STATED GOAL:
Render the listing, from its start through the line containing "142 154 370 285", as a Markdown table with the columns Index and Entry, giving each line's row number under Index and the line itself under Entry, and leaving out blank lines.

THE INPUT:
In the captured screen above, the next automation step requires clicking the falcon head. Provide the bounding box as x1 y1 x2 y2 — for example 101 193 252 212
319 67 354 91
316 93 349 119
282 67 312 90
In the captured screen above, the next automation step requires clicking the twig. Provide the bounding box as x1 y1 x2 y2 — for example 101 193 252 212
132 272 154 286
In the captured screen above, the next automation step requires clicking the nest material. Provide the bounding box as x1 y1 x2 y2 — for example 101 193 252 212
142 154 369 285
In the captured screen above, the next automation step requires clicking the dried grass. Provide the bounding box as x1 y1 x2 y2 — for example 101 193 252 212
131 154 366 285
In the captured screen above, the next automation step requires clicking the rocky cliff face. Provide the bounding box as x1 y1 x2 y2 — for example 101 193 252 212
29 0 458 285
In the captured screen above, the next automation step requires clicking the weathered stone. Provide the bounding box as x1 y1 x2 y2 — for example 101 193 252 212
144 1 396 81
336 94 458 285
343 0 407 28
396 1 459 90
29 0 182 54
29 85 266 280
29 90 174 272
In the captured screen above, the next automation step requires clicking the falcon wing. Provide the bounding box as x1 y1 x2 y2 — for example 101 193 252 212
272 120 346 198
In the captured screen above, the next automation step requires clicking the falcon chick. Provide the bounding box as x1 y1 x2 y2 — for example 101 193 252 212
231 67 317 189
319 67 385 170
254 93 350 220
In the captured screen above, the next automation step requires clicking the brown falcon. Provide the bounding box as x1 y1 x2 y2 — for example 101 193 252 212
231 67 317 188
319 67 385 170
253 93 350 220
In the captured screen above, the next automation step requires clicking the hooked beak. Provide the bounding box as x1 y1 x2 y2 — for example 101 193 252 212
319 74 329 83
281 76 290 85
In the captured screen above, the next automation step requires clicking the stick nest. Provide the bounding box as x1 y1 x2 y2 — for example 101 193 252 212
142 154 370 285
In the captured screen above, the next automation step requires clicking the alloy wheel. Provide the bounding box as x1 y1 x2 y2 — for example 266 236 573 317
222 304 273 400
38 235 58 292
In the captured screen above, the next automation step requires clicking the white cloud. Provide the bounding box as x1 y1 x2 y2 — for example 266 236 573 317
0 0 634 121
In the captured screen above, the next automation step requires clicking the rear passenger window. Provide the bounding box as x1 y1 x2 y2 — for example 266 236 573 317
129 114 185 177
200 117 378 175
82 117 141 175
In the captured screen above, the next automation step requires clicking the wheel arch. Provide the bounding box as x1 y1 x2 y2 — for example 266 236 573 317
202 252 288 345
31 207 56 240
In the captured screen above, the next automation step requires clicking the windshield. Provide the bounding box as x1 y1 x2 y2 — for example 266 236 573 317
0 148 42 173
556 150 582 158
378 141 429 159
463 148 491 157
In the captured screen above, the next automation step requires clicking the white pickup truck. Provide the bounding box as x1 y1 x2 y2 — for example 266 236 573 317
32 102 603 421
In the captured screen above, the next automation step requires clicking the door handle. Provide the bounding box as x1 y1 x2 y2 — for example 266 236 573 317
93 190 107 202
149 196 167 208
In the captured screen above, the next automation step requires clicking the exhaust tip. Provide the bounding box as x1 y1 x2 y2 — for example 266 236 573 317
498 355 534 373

EXERCISE RESPONSE:
| Index | Entry |
|---|---|
| 1 | In the captured screen above, the next automation step requires clicking the falcon head. Provide the bounding box as x1 y1 x2 y2 — for example 101 193 252 212 |
| 2 | 319 67 354 91 |
| 3 | 316 93 349 119 |
| 4 | 282 67 312 90 |
| 5 | In the captured screen above, the next automation step requires clicking the twig. Provide the bounding box as x1 y1 x2 y2 — for example 101 193 252 212 |
| 6 | 132 272 154 286 |
| 7 | In the captured screen above, the next automation step requires clicking the nest material. Provide the bounding box as x1 y1 x2 y2 — for example 101 193 252 212 |
| 8 | 142 154 369 285 |
| 9 | In the captured screen above, the next automation step requires clicking the dried grass. Provide the bounding box as x1 y1 x2 y2 — for example 101 193 252 212 |
| 10 | 131 154 366 285 |
| 11 | In the captured screen above, the next automation step requires clicking the rocky cliff face. Provide the bounding box as x1 y1 x2 y2 — for example 101 193 252 212 |
| 12 | 29 0 458 285 |
| 13 | In the captured screen above, the next automation step requires clicking the weathered stone. Provide the bounding box as x1 y1 x2 y2 — for example 101 193 252 212 |
| 14 | 144 1 396 81 |
| 15 | 336 94 458 285 |
| 16 | 343 0 407 28 |
| 17 | 396 1 459 90 |
| 18 | 29 0 182 54 |
| 19 | 29 85 266 280 |
| 20 | 29 90 174 272 |
| 21 | In the captured screen above, the next automation step requires clicking the falcon wing. Provide the bounding box as x1 y1 x2 y2 — for example 101 193 252 212 |
| 22 | 272 120 346 198 |
| 23 | In the captured screen above, the next automation step requires clicking the falcon chick. Provide the bounding box as x1 y1 x2 y2 — for example 101 193 252 212 |
| 24 | 231 67 317 189 |
| 25 | 319 67 385 170 |
| 26 | 254 93 350 220 |
| 27 | In the captured screen above, the next automation step requires clicking the brown falcon. Provide the bounding box as x1 y1 x2 y2 — for example 101 193 252 212 |
| 28 | 231 67 317 188 |
| 29 | 319 67 385 170 |
| 30 | 253 93 350 220 |
| 31 | In the captured screen above, the next automation step requires clicking the hooked beak. Provide the bounding box as x1 y1 x2 y2 — for example 101 193 252 212 |
| 32 | 319 74 329 83 |
| 33 | 281 76 290 85 |
| 34 | In the captured screen above, the next automation step requires clicking the stick nest. Provide the bounding box as x1 y1 x2 y2 — for example 101 193 252 212 |
| 35 | 142 154 370 285 |